*PAGE EXCERPT*:
____
Lessons in Legal Cybersecurity: Grubman Shire Meiselas & Sacks and the Lady Gaga Data Leak

May 22, 2020

When asked why he robbed banks, the infamous Willie Sutton allegedly responded, "Because that's where the money is." If asked why they target law firms, modern-day cybercriminals  might respond similarly: "Because that's where the data is."

Law firms have considerable volumes of sensitive client data that enterprising bad actors can leverage in all manner of criminal schemes. That's true for law firms employing a single attorney and for those employing thousands around the globe. What makes law firms an even more attractive target for hackers is that many possess the financial wherewithal to pay the ransoms demanded by criminals to regain control of their stolen data.

While law firms may hope to avoid a major cyberattack, statistics from multiple sources create a gloomy picture of what the future might hold. The Ninth Annual Cost of Cybercrime Study, conducted by the Ponemon Institute and Accenture, found that the average annual cost of cybercrime for the 355 companies surveyed grew by 29% in the United States in 2018, to a total of $27.4 million. And the American Bar Association's 2019 Legal Technology Survey Report noted that 26% of firms surveyed had experienced some form of security breach.

lawyer looking over a document with the scales of justice in the foreground.

Ransomware Attack on High-Profile Firm Puts Spotlight on Law Firm Cybersecurity

A recent attack against Grubman Shire Meiselas & Sacks, a well-known Midtown Manhattan firm that provides legal services to the entertainment and media industries, vividly illustrates what can happen when a determined group of cybercriminals sets its sights on a law firm that possesses a treasure trove of sensitive data.

The attack is rumored to involve a hacking group that previously obtained a $2.3 million ransom payment from a UK firm, using their REvil ransomware. A particularly damaging form of attack, ransomware blocks access to an organization's computer systems until a ransom is paid. Meanwhile, the hackers can grab data, which they can threaten to release if the ransom demand isn’t met.

What Happened?

Details remain sparse regarding how the hackers gained access to Grubman's data. The firm acknowledged the attack in May 2020, disclosing that the theft involved 756 gigabytes of data. Just one gigabyte of data can store about 65,000 pages of Microsoft Word, so this breach represents a massive amount of data.

The bad actors involved initially demanded a ransom of $21 million, which was later doubled to $42 million.

To exert pressure, they leaked information involving Lady Gaga, who is a client of the law firm. They've also threatened to release information involving other celebrities, including Madonna.  While President Trump was rumored to be a former client, Grubman has denied this to be true.
____
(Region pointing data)
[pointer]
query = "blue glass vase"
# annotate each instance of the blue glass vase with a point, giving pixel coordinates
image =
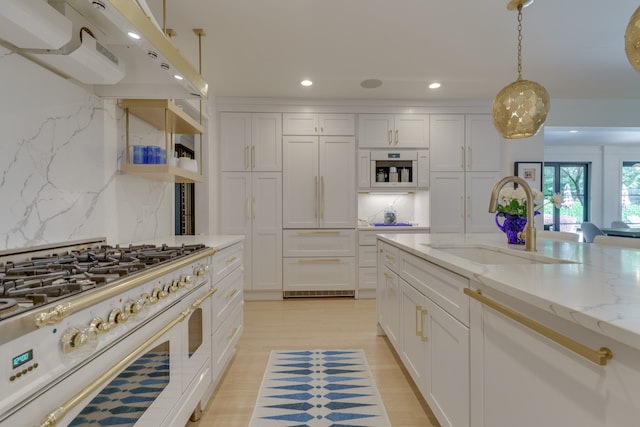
(512, 226)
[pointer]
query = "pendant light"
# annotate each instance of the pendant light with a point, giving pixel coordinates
(632, 40)
(520, 109)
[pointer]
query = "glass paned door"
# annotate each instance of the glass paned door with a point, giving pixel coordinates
(570, 180)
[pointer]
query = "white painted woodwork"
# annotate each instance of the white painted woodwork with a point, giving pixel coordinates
(251, 141)
(317, 274)
(252, 206)
(319, 243)
(393, 131)
(318, 124)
____
*WORK REQUEST A*: Using the Grubman ransomware article above, decide whether each statement agrees with it: (i) the firm disclosed that 756 gigabytes of data were stolen; (ii) the hackers' first ransom demand was $42 million; (iii) Grubman confirmed that President Trump was a former client. Please answer yes or no for each and quote the deciding words.
*WORK REQUEST B*: Write a continuation of the Grubman ransomware article, beginning right after its final sentence.

*ANSWER SPACE A*:
(i) Yes: "The firm acknowledged the attack in May 2020, disclosing that the theft involved 756 gigabytes of data."
(ii) No: "The bad actors involved initially demanded a ransom of $21 million, which was later doubled to $42 million."
(iii) No: "While President Trump was rumored to be a former client, Grubman has denied this to be true."

*ANSWER SPACE B*:
At this point, the hackers claim they have received $365,000 from the firm so far.

How Did the Attack Succeed?

Until the law firm releases information on how the attack succeeded, we can only speculate as to how it unfolded. But the attackers have in the past used several attack vectors to deliver REvil, including spam emails with an infected Word document attached. Because email is the most common delivery method of ransomware, for now we can assume that the infection entered the law firm's IT environment using this approach.

What Will Happen Next?

The firm said in a statement that the attack took place despite the firm's "substantial investment in state-of-the-art technology security." While the hackers' claim to have received some ransom money, the firm noted that “negotiating with or paying ransom to terrorists is a violation of federal criminal law" and that "even when enormous ransoms have been paid, the criminals often leak the documents anyway."

Grubman has reportedly hired a team of experts to work around the clock. What the next move will be is still unclear.

How Could It Have Been Prevented?

While we do not know for certain how REvil infected the firm's systems, we do know that defending against ransomware—or any form of cyberthreat or cyberattack for that matter—requires a multi-pronged approach that aligns people, processes, and technology in a seamless defense. With access to expert cybersecurity analysts, a robust security information and event management system, and continuous monitoring around the clock, law firms can improve their security operations and their ability to defend client and firm data.

Given the unrelenting growth in cyberattacks, coupled with the attractiveness of the legal sector for cybercriminals, it is imperative that law firms have strong cybersecurity protections in place to deal with attacks that at this point seem inevitable.